### TASK PROMPT
Would you write out the entries below, every one of them, exactly?
====================
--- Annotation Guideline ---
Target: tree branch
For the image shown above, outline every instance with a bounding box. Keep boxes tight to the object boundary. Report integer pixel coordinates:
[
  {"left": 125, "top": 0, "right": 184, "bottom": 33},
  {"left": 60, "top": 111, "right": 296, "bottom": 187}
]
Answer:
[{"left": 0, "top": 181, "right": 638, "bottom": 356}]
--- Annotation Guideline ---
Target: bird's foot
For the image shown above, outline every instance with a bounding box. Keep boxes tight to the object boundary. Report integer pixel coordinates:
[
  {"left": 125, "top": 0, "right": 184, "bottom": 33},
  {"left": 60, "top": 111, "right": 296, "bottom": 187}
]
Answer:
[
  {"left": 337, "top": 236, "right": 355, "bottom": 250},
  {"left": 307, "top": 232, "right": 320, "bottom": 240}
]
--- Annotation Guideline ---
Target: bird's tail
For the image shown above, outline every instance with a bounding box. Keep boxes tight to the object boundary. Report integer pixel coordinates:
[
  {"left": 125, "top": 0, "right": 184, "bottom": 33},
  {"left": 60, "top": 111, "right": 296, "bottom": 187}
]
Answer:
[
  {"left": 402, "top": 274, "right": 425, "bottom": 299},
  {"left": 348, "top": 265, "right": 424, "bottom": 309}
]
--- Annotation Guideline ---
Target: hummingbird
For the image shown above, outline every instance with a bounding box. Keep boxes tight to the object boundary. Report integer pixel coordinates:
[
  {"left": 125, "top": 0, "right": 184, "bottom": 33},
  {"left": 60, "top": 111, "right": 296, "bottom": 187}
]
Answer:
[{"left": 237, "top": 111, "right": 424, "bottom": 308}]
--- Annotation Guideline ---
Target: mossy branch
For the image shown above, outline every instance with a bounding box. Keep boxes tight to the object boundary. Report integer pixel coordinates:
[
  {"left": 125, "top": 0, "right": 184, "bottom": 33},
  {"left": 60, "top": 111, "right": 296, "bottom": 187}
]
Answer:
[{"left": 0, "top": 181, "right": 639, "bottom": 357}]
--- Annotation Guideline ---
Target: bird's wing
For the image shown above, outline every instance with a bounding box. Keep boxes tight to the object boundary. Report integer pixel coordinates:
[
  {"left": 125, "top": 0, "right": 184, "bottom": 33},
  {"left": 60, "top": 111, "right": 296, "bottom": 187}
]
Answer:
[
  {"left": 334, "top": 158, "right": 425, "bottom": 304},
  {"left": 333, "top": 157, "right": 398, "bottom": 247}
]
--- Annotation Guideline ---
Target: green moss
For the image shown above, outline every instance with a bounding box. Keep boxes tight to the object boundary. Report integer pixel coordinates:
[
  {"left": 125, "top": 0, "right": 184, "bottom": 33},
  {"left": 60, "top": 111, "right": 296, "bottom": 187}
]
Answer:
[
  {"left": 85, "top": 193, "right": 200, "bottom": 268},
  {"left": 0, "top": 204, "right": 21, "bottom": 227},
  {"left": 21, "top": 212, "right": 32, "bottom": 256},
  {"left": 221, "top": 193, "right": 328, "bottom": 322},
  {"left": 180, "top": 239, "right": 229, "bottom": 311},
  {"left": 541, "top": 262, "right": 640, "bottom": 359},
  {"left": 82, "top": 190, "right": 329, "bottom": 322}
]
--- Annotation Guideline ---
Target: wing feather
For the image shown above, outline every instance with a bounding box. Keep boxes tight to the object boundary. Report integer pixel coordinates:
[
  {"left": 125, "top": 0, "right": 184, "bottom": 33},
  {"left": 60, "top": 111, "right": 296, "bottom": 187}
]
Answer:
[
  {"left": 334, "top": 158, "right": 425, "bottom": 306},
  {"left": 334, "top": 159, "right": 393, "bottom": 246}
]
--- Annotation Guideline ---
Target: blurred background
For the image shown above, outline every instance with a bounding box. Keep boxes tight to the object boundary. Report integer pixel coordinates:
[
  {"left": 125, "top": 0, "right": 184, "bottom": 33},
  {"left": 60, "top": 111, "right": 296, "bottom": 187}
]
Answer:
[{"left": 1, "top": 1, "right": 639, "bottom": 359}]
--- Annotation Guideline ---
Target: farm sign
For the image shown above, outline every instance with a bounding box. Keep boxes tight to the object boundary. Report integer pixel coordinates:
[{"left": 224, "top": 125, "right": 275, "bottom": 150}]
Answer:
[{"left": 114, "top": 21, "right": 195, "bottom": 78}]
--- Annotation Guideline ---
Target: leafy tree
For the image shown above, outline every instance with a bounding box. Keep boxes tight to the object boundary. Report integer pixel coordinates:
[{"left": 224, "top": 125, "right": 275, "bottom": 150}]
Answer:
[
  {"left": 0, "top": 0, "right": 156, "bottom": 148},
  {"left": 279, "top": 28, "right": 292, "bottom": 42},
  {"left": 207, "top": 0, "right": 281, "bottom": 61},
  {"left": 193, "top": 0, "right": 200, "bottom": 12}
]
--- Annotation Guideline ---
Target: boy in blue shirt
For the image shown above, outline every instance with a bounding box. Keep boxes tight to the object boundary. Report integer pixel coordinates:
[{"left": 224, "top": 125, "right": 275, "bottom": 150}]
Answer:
====================
### EXERCISE RESULT
--- Annotation Guideline ---
Target: tree branch
For the image shown above, outline every instance with a bounding box. Keep boxes tight to the object boundary. Report integer pixel coordinates:
[
  {"left": 125, "top": 0, "right": 184, "bottom": 33},
  {"left": 60, "top": 111, "right": 296, "bottom": 187}
]
Answer:
[{"left": 0, "top": 181, "right": 638, "bottom": 356}]
--- Annotation Guideline ---
Target: bird's foot
For the image shown above, outline every instance with a bounding box. Keep boxes tight to the object boundary. Report integer pixel coordinates:
[
  {"left": 125, "top": 0, "right": 184, "bottom": 33},
  {"left": 60, "top": 111, "right": 296, "bottom": 187}
]
Answer:
[
  {"left": 337, "top": 236, "right": 355, "bottom": 250},
  {"left": 307, "top": 232, "right": 320, "bottom": 240}
]
--- Annotation Guideline ---
Target: bird's tail
For the image shown above, outline every instance with a bounding box. Keep boxes tight to the object boundary. Report integer pixel coordinates:
[
  {"left": 125, "top": 0, "right": 184, "bottom": 33},
  {"left": 60, "top": 111, "right": 296, "bottom": 187}
]
Answer:
[
  {"left": 402, "top": 274, "right": 425, "bottom": 299},
  {"left": 348, "top": 265, "right": 424, "bottom": 309}
]
--- Annotation Guideline ---
Target: hummingbird
For the image shown above, outline every instance with a bounding box. Keep boxes tight to the object boundary. Report integer pixel coordinates:
[
  {"left": 125, "top": 0, "right": 184, "bottom": 33},
  {"left": 60, "top": 111, "right": 296, "bottom": 187}
]
Answer:
[{"left": 237, "top": 111, "right": 424, "bottom": 308}]
--- Annotation Guideline ---
Target: mossy branch
For the image shown above, outline every instance with a bounding box. Keep boxes tight to the object boundary. Report integer pixel coordinates:
[
  {"left": 125, "top": 0, "right": 184, "bottom": 33},
  {"left": 60, "top": 111, "right": 296, "bottom": 187}
]
Answer:
[{"left": 0, "top": 181, "right": 639, "bottom": 357}]
--- Annotation Guideline ---
Target: bird's wing
For the image shown above, outline every instance with a bounding box. Keep boxes tight to the object boundary. Report integer pixel coordinates:
[
  {"left": 125, "top": 0, "right": 184, "bottom": 33},
  {"left": 60, "top": 111, "right": 296, "bottom": 187}
]
Answer:
[
  {"left": 334, "top": 158, "right": 425, "bottom": 304},
  {"left": 333, "top": 157, "right": 398, "bottom": 247}
]
--- Annotation Guideline ---
Target: green moss
For the image shown above, outline every instance with a bounding box. Keep boxes tight to the object boundary. Report integer pixel coordinates:
[
  {"left": 125, "top": 0, "right": 184, "bottom": 33},
  {"left": 60, "top": 111, "right": 296, "bottom": 187}
]
Answer:
[
  {"left": 85, "top": 193, "right": 200, "bottom": 268},
  {"left": 0, "top": 204, "right": 21, "bottom": 227},
  {"left": 21, "top": 212, "right": 32, "bottom": 256},
  {"left": 221, "top": 193, "right": 328, "bottom": 322},
  {"left": 180, "top": 239, "right": 229, "bottom": 311},
  {"left": 541, "top": 262, "right": 640, "bottom": 359},
  {"left": 82, "top": 190, "right": 329, "bottom": 322}
]
--- Annotation Guideline ---
Target: wing feather
For the image shown above, outline every instance with a bounding box. Keep boxes tight to the object boundary. Report integer pixel coordinates:
[
  {"left": 125, "top": 0, "right": 184, "bottom": 33},
  {"left": 60, "top": 111, "right": 296, "bottom": 187}
]
Answer:
[
  {"left": 334, "top": 158, "right": 425, "bottom": 306},
  {"left": 334, "top": 159, "right": 393, "bottom": 246}
]
--- Annotation Guideline ---
Target: blurred background
For the image shown above, outline every instance with a bounding box. Keep boxes tight to the object boundary. Report integer pixel coordinates:
[
  {"left": 125, "top": 0, "right": 184, "bottom": 33},
  {"left": 60, "top": 111, "right": 296, "bottom": 187}
]
Answer:
[{"left": 1, "top": 1, "right": 639, "bottom": 359}]
--- Annotation Guideline ---
Target: farm sign
For the image shown above, outline every instance with a bounding box. Keep boxes tight to the object boundary. Report integer pixel coordinates:
[{"left": 224, "top": 125, "right": 275, "bottom": 150}]
Answer:
[{"left": 114, "top": 21, "right": 195, "bottom": 78}]
--- Annotation Guideline ---
Target: leafy tree
For the image shown above, outline every instance with a bounding box. Keep boxes tight to the object boundary. Report integer pixel coordinates:
[{"left": 224, "top": 125, "right": 275, "bottom": 150}]
Answer:
[
  {"left": 0, "top": 0, "right": 156, "bottom": 148},
  {"left": 279, "top": 28, "right": 292, "bottom": 42},
  {"left": 207, "top": 0, "right": 281, "bottom": 61},
  {"left": 193, "top": 0, "right": 200, "bottom": 12}
]
--- Annotation Guideline ---
Target: boy in blue shirt
For the image shown above, outline every instance with a bounding box. Keep boxes tight to the object boundary. Report integer pixel coordinates:
[{"left": 224, "top": 125, "right": 275, "bottom": 150}]
Answer:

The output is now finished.